*Excerpted data*
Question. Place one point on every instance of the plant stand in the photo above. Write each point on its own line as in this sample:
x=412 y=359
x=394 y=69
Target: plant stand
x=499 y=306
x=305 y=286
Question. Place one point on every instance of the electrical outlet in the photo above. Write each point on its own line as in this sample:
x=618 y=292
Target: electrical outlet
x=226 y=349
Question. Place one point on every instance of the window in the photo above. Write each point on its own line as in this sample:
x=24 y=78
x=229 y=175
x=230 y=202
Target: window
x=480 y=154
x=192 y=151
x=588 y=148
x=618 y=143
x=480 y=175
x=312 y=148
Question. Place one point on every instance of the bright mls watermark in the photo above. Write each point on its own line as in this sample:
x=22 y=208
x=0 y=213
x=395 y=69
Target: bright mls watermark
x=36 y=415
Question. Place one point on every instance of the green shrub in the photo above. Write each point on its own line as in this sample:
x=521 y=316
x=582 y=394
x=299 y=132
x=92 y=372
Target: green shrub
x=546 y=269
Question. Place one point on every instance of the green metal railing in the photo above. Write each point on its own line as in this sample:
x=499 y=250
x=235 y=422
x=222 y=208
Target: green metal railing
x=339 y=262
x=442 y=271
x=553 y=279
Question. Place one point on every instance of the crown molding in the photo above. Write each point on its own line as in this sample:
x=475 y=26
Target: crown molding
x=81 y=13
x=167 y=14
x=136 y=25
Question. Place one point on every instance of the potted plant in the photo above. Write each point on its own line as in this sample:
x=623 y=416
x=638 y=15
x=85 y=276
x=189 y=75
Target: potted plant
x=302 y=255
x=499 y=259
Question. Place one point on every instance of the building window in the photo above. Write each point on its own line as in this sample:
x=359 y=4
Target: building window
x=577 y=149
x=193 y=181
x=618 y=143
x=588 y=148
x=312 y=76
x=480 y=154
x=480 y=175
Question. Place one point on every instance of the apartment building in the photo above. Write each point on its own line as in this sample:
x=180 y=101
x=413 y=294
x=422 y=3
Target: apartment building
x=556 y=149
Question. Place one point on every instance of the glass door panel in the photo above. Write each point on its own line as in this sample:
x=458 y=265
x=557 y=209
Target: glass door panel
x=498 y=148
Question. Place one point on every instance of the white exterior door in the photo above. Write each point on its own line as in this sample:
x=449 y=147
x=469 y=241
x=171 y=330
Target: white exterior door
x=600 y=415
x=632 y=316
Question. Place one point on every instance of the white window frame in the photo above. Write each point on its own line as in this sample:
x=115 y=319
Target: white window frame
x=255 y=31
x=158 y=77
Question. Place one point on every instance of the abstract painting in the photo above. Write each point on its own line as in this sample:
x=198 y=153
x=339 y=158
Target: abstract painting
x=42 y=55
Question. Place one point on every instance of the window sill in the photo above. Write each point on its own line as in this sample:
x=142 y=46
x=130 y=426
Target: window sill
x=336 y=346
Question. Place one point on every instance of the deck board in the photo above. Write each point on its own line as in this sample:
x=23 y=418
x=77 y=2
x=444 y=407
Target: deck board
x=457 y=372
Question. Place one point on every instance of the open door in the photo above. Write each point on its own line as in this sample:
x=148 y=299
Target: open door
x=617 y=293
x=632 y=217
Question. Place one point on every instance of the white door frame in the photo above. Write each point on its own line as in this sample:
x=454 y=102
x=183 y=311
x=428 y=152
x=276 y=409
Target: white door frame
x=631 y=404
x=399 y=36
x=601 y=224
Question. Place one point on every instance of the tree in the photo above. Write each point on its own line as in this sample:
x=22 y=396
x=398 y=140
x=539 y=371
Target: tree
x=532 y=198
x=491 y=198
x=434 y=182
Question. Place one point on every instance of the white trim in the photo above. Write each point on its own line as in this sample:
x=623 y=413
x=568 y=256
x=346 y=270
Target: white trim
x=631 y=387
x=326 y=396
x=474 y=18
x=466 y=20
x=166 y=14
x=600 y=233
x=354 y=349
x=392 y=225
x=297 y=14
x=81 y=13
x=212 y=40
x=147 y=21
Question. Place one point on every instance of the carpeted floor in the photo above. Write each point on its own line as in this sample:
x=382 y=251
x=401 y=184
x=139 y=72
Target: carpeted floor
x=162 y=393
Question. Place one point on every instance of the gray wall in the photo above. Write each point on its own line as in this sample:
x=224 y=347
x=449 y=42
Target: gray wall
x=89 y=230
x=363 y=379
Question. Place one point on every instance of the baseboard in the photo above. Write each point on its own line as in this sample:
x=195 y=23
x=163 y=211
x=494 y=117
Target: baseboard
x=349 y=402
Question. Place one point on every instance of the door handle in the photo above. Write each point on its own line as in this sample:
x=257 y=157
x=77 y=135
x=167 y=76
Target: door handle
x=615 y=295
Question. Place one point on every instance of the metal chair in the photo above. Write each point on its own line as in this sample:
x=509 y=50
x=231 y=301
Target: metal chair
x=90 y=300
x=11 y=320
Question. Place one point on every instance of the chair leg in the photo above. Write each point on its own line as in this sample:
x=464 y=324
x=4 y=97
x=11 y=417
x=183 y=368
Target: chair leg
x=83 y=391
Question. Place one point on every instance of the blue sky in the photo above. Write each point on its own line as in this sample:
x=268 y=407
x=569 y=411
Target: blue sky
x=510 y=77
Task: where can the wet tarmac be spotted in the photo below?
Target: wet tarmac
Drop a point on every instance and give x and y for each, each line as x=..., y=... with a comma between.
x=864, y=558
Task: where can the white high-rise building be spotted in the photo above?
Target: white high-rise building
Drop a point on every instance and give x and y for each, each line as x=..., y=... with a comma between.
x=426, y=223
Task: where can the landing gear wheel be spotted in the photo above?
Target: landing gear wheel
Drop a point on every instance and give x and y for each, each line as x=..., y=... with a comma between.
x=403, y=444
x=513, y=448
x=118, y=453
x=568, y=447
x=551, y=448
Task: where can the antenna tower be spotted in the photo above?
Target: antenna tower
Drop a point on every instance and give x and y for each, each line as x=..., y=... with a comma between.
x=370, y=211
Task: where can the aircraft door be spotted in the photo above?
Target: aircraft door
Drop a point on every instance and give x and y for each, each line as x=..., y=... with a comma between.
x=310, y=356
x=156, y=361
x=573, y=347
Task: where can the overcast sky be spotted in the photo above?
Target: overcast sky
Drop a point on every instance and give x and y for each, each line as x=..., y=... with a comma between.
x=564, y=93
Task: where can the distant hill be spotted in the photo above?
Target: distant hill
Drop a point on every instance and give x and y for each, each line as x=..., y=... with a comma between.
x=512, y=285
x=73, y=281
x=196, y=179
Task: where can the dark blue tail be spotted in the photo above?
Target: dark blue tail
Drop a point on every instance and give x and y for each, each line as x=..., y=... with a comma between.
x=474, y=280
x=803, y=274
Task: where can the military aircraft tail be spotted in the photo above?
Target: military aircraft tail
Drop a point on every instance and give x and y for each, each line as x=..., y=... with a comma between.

*Problem statement*
Reproduce the lines above with "Target" switched to "Object" everywhere it appears, leaving everything else the same.

*Full answer*
Question. Place one point on every instance of the plant stand in the photo above. Write each point on its own line as in this sample:
x=412 y=359
x=394 y=69
Object: plant stand
x=499 y=306
x=305 y=286
Question. Place one point on every instance of the electrical outlet in the photo above. Write each point on its own line as in this sample:
x=618 y=292
Object: electrical outlet
x=226 y=349
Question. Place one point on every instance of the window in the photo above. Write each point on its own line as in this sample:
x=24 y=78
x=229 y=175
x=230 y=202
Object: window
x=480 y=154
x=192 y=151
x=588 y=148
x=618 y=143
x=480 y=175
x=312 y=148
Question. Place one point on every instance of the bright mls watermark in the photo above. Write each point on its own line as in this sample:
x=22 y=208
x=0 y=213
x=395 y=69
Object: bright mls watermark
x=36 y=415
Question. Place one point on every instance of the green shrub in the photo above. Write each point on its own line as in this sample:
x=521 y=316
x=582 y=394
x=299 y=132
x=92 y=372
Object: green shrub
x=546 y=269
Question. Place one point on every instance of the green metal railing in the photo above. Write each point on its own line as in this sample:
x=499 y=250
x=235 y=422
x=222 y=208
Object: green metal railing
x=339 y=262
x=442 y=271
x=553 y=279
Question. Place one point on every instance of the crown molding in the photo above. Write each point on its own line as in this sample:
x=475 y=26
Object: crown molding
x=81 y=13
x=167 y=14
x=136 y=25
Question. Place one point on every instance of the potted plant in the photo above. Write each point on its own line as in this sample:
x=623 y=416
x=638 y=15
x=85 y=276
x=189 y=75
Object: potted plant
x=302 y=255
x=499 y=259
Question. Place one point on every instance of the building window in the photo above. Write each point on its own line as in this sample:
x=359 y=4
Object: building window
x=577 y=149
x=193 y=181
x=618 y=143
x=588 y=148
x=312 y=76
x=480 y=154
x=480 y=175
Question. Place one point on every instance of the apartment building in the photo above. Write each point on its own line as in this sample:
x=180 y=101
x=413 y=294
x=422 y=3
Object: apartment building
x=556 y=149
Question. Place one point on every instance of the glass door panel in the photo above. Write each point on its own line as in this sample:
x=458 y=265
x=557 y=209
Object: glass door panel
x=498 y=148
Question. Place one point on every instance of the white exterior door in the photo above. Write each point on its own line as in this sample:
x=449 y=147
x=469 y=241
x=171 y=330
Object: white exterior door
x=600 y=415
x=632 y=316
Question. Place one point on every instance of the white window frame in the photo above. Write each point on its own line as in this sample:
x=115 y=319
Object: white window frame
x=255 y=31
x=158 y=77
Question. Place one point on every instance of the abstract painting in the photo above. Write each point on its own line as in this sample:
x=198 y=153
x=339 y=158
Object: abstract painting
x=42 y=55
Question. Place one point on every instance of the window sill in the photo above. Write each point on its own line as in this sample:
x=142 y=46
x=130 y=426
Object: window sill
x=336 y=346
Question. Place one point on every instance of the deck board in the photo above. Write each point on its own line as in this sample:
x=23 y=418
x=77 y=2
x=444 y=407
Object: deck board
x=457 y=372
Question. Place one point on every instance of the open door in the photo above. Write each point on its own line as in this sample:
x=148 y=299
Object: open door
x=617 y=293
x=632 y=217
Question. Place one point on every instance of the white door frame in the photo above. Write each point on its own line as in this sample:
x=454 y=102
x=183 y=311
x=428 y=152
x=276 y=409
Object: white door frame
x=631 y=404
x=399 y=36
x=601 y=224
Question. Place one point on every instance of the tree in the photo above. Write each point on its own line as in this sample:
x=22 y=396
x=398 y=140
x=539 y=371
Object: tree
x=532 y=198
x=491 y=198
x=434 y=182
Question. Place one point on every instance of the white trim in the photo above. Write each point on its own line as in this sample:
x=623 y=413
x=568 y=256
x=346 y=270
Object: white trim
x=631 y=387
x=326 y=396
x=474 y=18
x=466 y=20
x=166 y=14
x=600 y=233
x=354 y=349
x=392 y=225
x=297 y=14
x=81 y=13
x=212 y=40
x=147 y=21
Question. Place one point on every instance of the carpeted floor in the photo above. Write each point on its own line as in this sample:
x=382 y=251
x=401 y=184
x=139 y=72
Object: carpeted floor
x=162 y=393
Question. Place one point on every instance of the gray wall in the photo above. Write each point on its own line as in this sample:
x=224 y=347
x=449 y=42
Object: gray wall
x=89 y=230
x=363 y=379
Question. Place one point on every instance of the baseboard in the photo above. Write each point on its own line as in this sample:
x=195 y=23
x=163 y=211
x=494 y=117
Object: baseboard
x=349 y=402
Question. Place one point on every instance of the door handle in the photo above. Write each point on its own line as in this sample:
x=257 y=157
x=77 y=135
x=167 y=76
Object: door handle
x=615 y=295
Question. Place one point on every instance of the metal chair in the photo above. Write each point on its own line as in this sample:
x=509 y=50
x=231 y=301
Object: metal chair
x=90 y=300
x=11 y=320
Question. Place one point on every instance of the chair leg in the photo above. Write each point on its own line as in this sample:
x=464 y=324
x=4 y=97
x=11 y=417
x=183 y=368
Object: chair leg
x=83 y=391
Question. Place one point on every instance of the blue sky in the photo above. Write each point on its own line as in this sample:
x=268 y=407
x=569 y=411
Object: blue sky
x=510 y=77
Task: where can the wet tarmac be spotted in the photo below?
Object: wet tarmac
Drop a point on every instance and give x and y for each, each line as x=..., y=... with a comma between.
x=864, y=558
Task: where can the white high-rise building be spotted in the photo above?
Object: white high-rise building
Drop a point on every instance and give x and y for each, each line as x=..., y=... with a comma between.
x=426, y=223
Task: where can the landing gear wheel be spotted in the photo above?
Object: landing gear wheel
Drop a point on every instance and give x and y for each, each line as x=..., y=... with a comma between.
x=403, y=444
x=513, y=448
x=118, y=453
x=568, y=447
x=551, y=448
Task: where can the antenna tower be spotted in the photo above?
Object: antenna tower
Drop a point on every instance and give x and y for each, each line as x=..., y=... with a comma between.
x=370, y=211
Task: where can the aircraft door be spotted in the photo above?
Object: aircraft door
Drop a point on every instance and give x and y for each, each line as x=..., y=... with a comma between.
x=310, y=356
x=156, y=361
x=573, y=347
Task: where can the overcast sky be spotted in the photo above?
Object: overcast sky
Drop a point on every instance and give x and y for each, each line as x=..., y=... with a comma between.
x=564, y=93
Task: where can the distant hill be spotted in the photo above?
Object: distant hill
Drop a point on every instance and give x and y for each, each line as x=..., y=... with a comma between.
x=512, y=285
x=73, y=281
x=196, y=179
Task: where can the dark blue tail be spotted in the photo above?
Object: dark blue tail
Drop a point on every instance and give x and y for each, each line as x=..., y=... with a comma between.
x=474, y=280
x=803, y=274
Task: where can the military aircraft tail be spotted in the photo above?
Object: military aircraft tail
Drop a point on every instance and give x and y for each, each line as x=..., y=... with a comma between.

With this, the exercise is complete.